Stored items:
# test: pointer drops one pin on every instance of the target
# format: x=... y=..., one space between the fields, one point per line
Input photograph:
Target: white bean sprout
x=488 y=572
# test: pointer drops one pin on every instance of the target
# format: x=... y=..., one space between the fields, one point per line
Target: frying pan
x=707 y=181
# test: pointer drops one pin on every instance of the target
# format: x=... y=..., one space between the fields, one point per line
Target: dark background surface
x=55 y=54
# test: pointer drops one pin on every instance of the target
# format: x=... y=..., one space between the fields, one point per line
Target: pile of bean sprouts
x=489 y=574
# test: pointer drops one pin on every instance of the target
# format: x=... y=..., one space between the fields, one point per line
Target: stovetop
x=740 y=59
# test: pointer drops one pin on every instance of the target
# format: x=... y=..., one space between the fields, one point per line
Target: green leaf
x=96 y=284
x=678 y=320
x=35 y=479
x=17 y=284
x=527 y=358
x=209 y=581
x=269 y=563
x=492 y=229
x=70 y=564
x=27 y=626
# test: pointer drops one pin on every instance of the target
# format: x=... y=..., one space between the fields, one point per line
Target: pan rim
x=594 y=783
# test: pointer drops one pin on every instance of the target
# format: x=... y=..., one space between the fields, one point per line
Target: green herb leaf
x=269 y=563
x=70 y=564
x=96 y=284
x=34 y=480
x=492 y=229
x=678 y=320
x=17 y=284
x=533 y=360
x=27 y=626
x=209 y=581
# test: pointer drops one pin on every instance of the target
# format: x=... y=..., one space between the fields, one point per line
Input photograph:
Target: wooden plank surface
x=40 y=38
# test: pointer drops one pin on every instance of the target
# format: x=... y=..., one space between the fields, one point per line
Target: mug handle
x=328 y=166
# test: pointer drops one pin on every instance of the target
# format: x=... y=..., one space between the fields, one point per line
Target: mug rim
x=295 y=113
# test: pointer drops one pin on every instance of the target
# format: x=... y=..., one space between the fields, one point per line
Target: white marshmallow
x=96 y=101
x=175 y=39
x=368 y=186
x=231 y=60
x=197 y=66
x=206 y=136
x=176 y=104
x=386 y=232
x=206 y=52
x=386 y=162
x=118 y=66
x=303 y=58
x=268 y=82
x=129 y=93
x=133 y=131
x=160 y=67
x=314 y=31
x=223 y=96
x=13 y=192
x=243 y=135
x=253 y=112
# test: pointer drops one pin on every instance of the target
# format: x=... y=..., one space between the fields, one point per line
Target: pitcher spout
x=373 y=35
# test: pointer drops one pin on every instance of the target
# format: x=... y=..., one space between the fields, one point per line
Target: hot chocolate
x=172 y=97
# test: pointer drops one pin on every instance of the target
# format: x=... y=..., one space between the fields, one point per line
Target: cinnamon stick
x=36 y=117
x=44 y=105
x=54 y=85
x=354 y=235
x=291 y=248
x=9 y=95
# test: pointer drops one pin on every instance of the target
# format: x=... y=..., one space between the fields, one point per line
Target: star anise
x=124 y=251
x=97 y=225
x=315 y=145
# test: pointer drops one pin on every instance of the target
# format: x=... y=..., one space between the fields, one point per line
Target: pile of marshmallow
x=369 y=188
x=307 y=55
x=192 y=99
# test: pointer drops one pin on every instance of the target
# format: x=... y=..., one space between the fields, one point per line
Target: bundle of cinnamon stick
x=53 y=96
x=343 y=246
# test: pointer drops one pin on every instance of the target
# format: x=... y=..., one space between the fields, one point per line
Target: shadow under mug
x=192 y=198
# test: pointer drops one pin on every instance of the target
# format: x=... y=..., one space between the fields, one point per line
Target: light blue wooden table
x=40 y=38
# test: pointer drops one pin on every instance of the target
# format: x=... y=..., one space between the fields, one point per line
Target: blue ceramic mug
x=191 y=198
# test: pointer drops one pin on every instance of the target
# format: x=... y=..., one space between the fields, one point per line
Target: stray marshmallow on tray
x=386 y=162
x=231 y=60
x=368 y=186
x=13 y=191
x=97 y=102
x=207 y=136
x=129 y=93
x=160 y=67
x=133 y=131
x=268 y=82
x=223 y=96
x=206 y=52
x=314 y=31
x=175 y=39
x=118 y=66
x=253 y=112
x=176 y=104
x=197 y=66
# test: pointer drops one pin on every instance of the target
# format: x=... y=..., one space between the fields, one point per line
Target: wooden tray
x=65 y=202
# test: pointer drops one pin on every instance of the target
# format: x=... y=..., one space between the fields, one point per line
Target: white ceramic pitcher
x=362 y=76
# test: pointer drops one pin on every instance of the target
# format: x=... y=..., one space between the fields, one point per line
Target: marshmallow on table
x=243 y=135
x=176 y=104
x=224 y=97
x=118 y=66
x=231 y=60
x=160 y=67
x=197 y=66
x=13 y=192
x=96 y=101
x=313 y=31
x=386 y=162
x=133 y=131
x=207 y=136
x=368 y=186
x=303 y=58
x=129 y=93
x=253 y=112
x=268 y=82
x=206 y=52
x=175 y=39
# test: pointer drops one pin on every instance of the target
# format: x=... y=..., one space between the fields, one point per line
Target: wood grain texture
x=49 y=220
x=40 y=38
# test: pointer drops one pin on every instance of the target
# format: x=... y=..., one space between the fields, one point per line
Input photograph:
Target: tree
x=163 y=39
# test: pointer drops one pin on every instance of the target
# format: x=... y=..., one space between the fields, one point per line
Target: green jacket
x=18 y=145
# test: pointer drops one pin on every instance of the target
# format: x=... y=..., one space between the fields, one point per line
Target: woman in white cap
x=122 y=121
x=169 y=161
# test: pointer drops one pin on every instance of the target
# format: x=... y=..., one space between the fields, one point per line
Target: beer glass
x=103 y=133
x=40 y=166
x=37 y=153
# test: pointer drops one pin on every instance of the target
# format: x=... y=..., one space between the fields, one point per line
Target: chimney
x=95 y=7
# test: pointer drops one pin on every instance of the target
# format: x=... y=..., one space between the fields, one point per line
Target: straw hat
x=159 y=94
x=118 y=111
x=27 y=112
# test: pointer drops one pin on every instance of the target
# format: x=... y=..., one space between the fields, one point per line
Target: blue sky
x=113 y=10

EXERCISE:
Copy the records exactly, keeping every word in place.

OUTPUT OF THE TASK:
# test: pointer drops one pin on every instance of the target
# format: x=... y=..., one space between the fields, one point per line
Input photograph:
Target: white bean sprout
x=488 y=572
# test: pointer drops one pin on every instance of the target
# format: x=... y=..., one space between the fields, one point per line
Target: frying pan
x=707 y=181
# test: pointer drops one pin on every instance of the target
# format: x=... y=..., one space between the fields, one point per line
Target: dark background surface
x=55 y=54
# test: pointer drops one pin on every instance of the target
# format: x=... y=..., one space between the fields, one point per line
Target: pile of bean sprouts
x=489 y=574
# test: pointer drops one pin on every instance of the target
# format: x=... y=..., one space between the fields, one point per line
Target: stovetop
x=740 y=59
# test: pointer drops one pin on every instance of the target
# format: x=... y=..., one space between the fields, one point per line
Target: green leaf
x=96 y=284
x=678 y=320
x=35 y=479
x=17 y=284
x=527 y=358
x=209 y=581
x=269 y=563
x=492 y=229
x=70 y=564
x=27 y=626
# test: pointer drops one pin on every instance of the target
# format: x=... y=..., one space between the fields, one point per line
Target: pan rim
x=594 y=783
# test: pointer drops one pin on every instance of the target
# format: x=... y=..., one space between the fields, one point per line
Target: green herb leaf
x=269 y=563
x=70 y=564
x=96 y=284
x=34 y=480
x=492 y=229
x=678 y=320
x=17 y=284
x=533 y=360
x=27 y=626
x=209 y=581
# test: pointer drops one pin on every instance of the target
# format: x=... y=..., one space between the fields, one point per line
Input photograph:
Target: wooden plank surface
x=40 y=38
# test: pointer drops one pin on every instance of the target
# format: x=... y=..., one space between the fields, one point per line
Target: mug handle
x=328 y=166
# test: pointer drops one pin on every instance of the target
# format: x=... y=..., one space between the fields, one point per line
Target: mug rim
x=295 y=113
# test: pointer drops one pin on every instance of the target
# format: x=... y=..., one space between the fields, one point per line
Target: white marshmallow
x=96 y=101
x=175 y=39
x=368 y=186
x=231 y=60
x=197 y=66
x=206 y=136
x=176 y=104
x=386 y=232
x=206 y=52
x=386 y=162
x=118 y=66
x=303 y=58
x=268 y=82
x=129 y=93
x=133 y=131
x=160 y=67
x=314 y=31
x=223 y=96
x=13 y=192
x=243 y=135
x=253 y=112
# test: pointer drops one pin on every instance of the target
# format: x=... y=..., one space between the fields, one point per line
Target: pitcher spout
x=373 y=35
# test: pointer drops one pin on every instance of the target
# format: x=... y=..., one space between the fields, one point per line
Target: hot chocolate
x=172 y=97
# test: pointer drops one pin on every instance of the target
# format: x=... y=..., one space between the fields, one point per line
Target: cinnamon stick
x=36 y=117
x=44 y=105
x=54 y=85
x=354 y=235
x=291 y=248
x=9 y=95
# test: pointer drops one pin on every instance of the target
# format: x=... y=..., one space between the fields, one point per line
Target: star anise
x=124 y=251
x=97 y=225
x=315 y=145
# test: pointer drops one pin on every instance of the target
# format: x=... y=..., one space between the fields, one point per line
Target: pile of marshmallow
x=369 y=188
x=307 y=55
x=192 y=99
# test: pointer drops one pin on every instance of the target
# format: x=... y=..., one space between the fields, one point per line
Target: bundle of cinnamon stick
x=53 y=96
x=343 y=246
# test: pointer drops one pin on every instance of the target
# format: x=... y=..., one space between the fields, one point per line
Target: shadow under mug
x=192 y=198
# test: pointer drops one pin on every instance of the target
# format: x=... y=..., one space between the fields, one point per line
Target: light blue wooden table
x=40 y=38
# test: pointer drops one pin on every instance of the target
# format: x=... y=..., one space between the fields, one point per line
Target: blue ceramic mug
x=191 y=198
# test: pointer drops one pin on every instance of the target
# format: x=... y=..., one space between the fields, one point per line
Target: stray marshmallow on tray
x=386 y=162
x=231 y=60
x=368 y=186
x=13 y=191
x=97 y=102
x=207 y=136
x=129 y=93
x=160 y=67
x=133 y=131
x=268 y=82
x=223 y=96
x=206 y=52
x=314 y=31
x=175 y=39
x=118 y=66
x=253 y=112
x=176 y=104
x=197 y=66
# test: pointer drops one pin on every instance of the target
# format: x=... y=..., one space between the fields, one point per line
Target: wooden tray
x=65 y=202
# test: pointer drops one pin on every instance of the target
# format: x=... y=..., one space between the fields, one point per line
Target: white ceramic pitcher
x=362 y=76
# test: pointer drops one pin on every instance of the target
# format: x=... y=..., one space between the fields, one point per line
Target: marshmallow on table
x=243 y=135
x=176 y=104
x=224 y=97
x=118 y=66
x=231 y=60
x=160 y=67
x=197 y=66
x=13 y=192
x=96 y=101
x=313 y=31
x=386 y=162
x=133 y=131
x=207 y=136
x=368 y=186
x=303 y=58
x=129 y=93
x=253 y=112
x=268 y=82
x=206 y=52
x=175 y=39
# test: pointer drops one pin on every instance of the target
# format: x=... y=..., one space between the fields, one point per line
Target: wood grain texture
x=49 y=220
x=40 y=38
# test: pointer drops one pin on every instance of the target
# format: x=... y=..., one space between the fields, one point per line
Input photograph:
Target: tree
x=163 y=39
# test: pointer drops one pin on every instance of the target
# format: x=... y=..., one space between the fields, one point per line
Target: green jacket
x=18 y=145
# test: pointer drops one pin on every instance of the target
# format: x=... y=..., one space between the fields, one point per line
Target: woman in white cap
x=122 y=121
x=169 y=161
# test: pointer drops one pin on every instance of the target
# format: x=... y=..., one space between the fields, one point per line
Target: beer glass
x=103 y=133
x=40 y=166
x=37 y=153
# test: pointer drops one pin on every instance of the target
# format: x=... y=..., one space between the fields, one point per line
Target: chimney
x=95 y=7
# test: pointer drops one pin on every instance of the target
# format: x=... y=..., one space between the fields, one point per line
Target: straw hat
x=159 y=94
x=118 y=111
x=27 y=112
# test: pointer drops one pin on every instance of the target
# format: x=... y=..., one space between the fields, one point per line
Target: blue sky
x=113 y=10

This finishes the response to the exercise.